• _O QUE SE PEDE_:
Por favor, retome o texto sobre os quatro universitários que dividem um apartamento e dê continuidade a ele a partir da última frase.

Essa
é uma história de 4 amigos totalmente diferentes uns dos outros que se uniram
por necessidade e se separaram por política. E por uma reconstrução magnifica,
voltaram a conciliar.
Caso
não fosse o ambiente tóxico da polarização política, eles não teriam se
desentendido ao ponto de pararem de se falar. Porém, também não teriam o ensinamento
de autoconhecimento ao dar valor ao que realmente importa na vida: fazer parte
e ficar perto de quem gosta. Para saber quem realmente importa, é preciso
testar. E foram testados sem parar.
É
impressionante que a necessidade pode ser muito útil para realizar uma junção
que não seria capaz em outras condições. Condições impostas na sociedade em que
o “eu” comunica-se com o outro e o todo se faz o consenso de familiaridade. E
essa aproximação gera uma família moderna, que é aquela constituída e construída
e não formada por genética.
No
segundo semestre de 2021 os quatro universitários, que até então não se
conheciam, precisavam dividir um apartamento próximo ao campus da universidade
[todos eles moravam longe da faculdade]. Acharam um local em que o proprietário
alugava os cômodos dentro do imóvel. Este imóvel possuía quatro quartos que,
prontamente, foram locados pelos quatro locatários.
Os
quatro locatários possuíam visões de mundo completamente diferentes. Veja só:
Debora
estuda design, usa piercing no nariz, seu signo é Áries com ascendente em Libra.

• _ITENS BRUTOS_:
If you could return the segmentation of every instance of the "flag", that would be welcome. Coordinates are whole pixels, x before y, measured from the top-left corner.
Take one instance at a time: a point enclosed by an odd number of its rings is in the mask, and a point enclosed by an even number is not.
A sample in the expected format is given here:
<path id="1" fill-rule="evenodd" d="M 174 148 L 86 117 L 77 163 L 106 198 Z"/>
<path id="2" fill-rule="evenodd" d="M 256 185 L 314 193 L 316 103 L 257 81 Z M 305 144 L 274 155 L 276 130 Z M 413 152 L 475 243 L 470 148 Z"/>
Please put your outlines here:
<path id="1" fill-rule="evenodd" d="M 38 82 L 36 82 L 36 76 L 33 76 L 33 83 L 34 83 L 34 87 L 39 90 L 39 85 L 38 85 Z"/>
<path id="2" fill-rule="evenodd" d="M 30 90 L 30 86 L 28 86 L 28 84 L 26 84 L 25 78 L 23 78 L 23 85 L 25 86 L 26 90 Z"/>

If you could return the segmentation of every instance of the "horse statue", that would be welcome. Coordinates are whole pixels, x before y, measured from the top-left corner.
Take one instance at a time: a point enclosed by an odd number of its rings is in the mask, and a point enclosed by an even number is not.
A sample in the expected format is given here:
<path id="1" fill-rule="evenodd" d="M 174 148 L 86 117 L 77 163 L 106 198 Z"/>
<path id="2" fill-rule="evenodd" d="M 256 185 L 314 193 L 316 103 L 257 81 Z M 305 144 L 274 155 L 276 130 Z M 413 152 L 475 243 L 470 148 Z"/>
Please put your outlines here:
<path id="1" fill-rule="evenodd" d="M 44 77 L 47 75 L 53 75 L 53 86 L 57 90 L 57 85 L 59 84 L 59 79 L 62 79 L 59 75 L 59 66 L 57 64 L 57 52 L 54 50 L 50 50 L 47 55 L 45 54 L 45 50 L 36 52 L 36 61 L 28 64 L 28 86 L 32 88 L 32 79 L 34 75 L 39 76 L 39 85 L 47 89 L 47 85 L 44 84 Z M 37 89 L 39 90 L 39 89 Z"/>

• _RESPOSTA_:
Gosta de viajar e bater foto de montão. Lê Freud. Lésbica solteira, trabalha com eventos, que,
por coincidência, também é organizadora da parada gay, cuja não perde esta
manifestação de jeito nenhum. Não tem a quem votar porque ninguém a representa
em eleição presidencial. Então tem que escolher por exclusão. E na pressão dos
colegas, é levada a votar no Lula. [o que pra ela não faz sentido nenhum]
Sandra
cursa odontologia, gosta das ideias de Tomás de Aquino, cujo defende uma fé
racional. Sempre leva a bíblia consigo. Ama ler Paulo de Tarso. Aos domingos
vai à igreja rezar. Recebe conselhos do pastor. E uma vez por ano participa da
marcha pra Jesus. Não tem a quem votar, mas vê em Bolsonaro alguém que defende
a religião.
Bruno
cursa sociologia. Com cartaz da revolução russa, além de Che Guevara no
porta-retratos, tem um pôster do Karl Marx colado na porta – cujo pensador adora
ler. Acompanha assembleias de movimento estudantil universitário e não perde
uma passeata de 1º de maio. Sempre que pode defende o proletariado, embora não
seja um. Defendeu o Lula livre e votará no seu líder na eleição de 2022.
Paulo
cursa engenharia e gosta de ler o pensador Enéas Carneiro. Concorda com a tese
das propriedades de Nióbio e Grafeno. Acha que o Brasil está sofrendo ataque
dos globalistas, o que faz o país sofrer ameaça de virar colônia do império
chinês. Participa das manifestações nacionalistas. Chama Bolsonaro de mito.
Votará no mito em 2022.
No
começo, os quatro indivíduos - embora morando no mesmo apartamento - não
interagiam entre si. Cada qual fazia a sua rotina diária, tornando a residência
um simples dormitório, no qual ficavam alojados como depósitos em seus quartos,
sem ligação nenhuma entre os moradores.
Mas
como o tempo vai passando, as coisas vão mudando.
Os
quatro jovens, diferentes uns dos outros, começam a lentamente compartilhar a
cozinha e a sala, ao se esbarrarem com mais frequência, gerando uma interação
entre os locatários e início de familiaridade entre os residentes desta
república estudantil em forma de apartamento.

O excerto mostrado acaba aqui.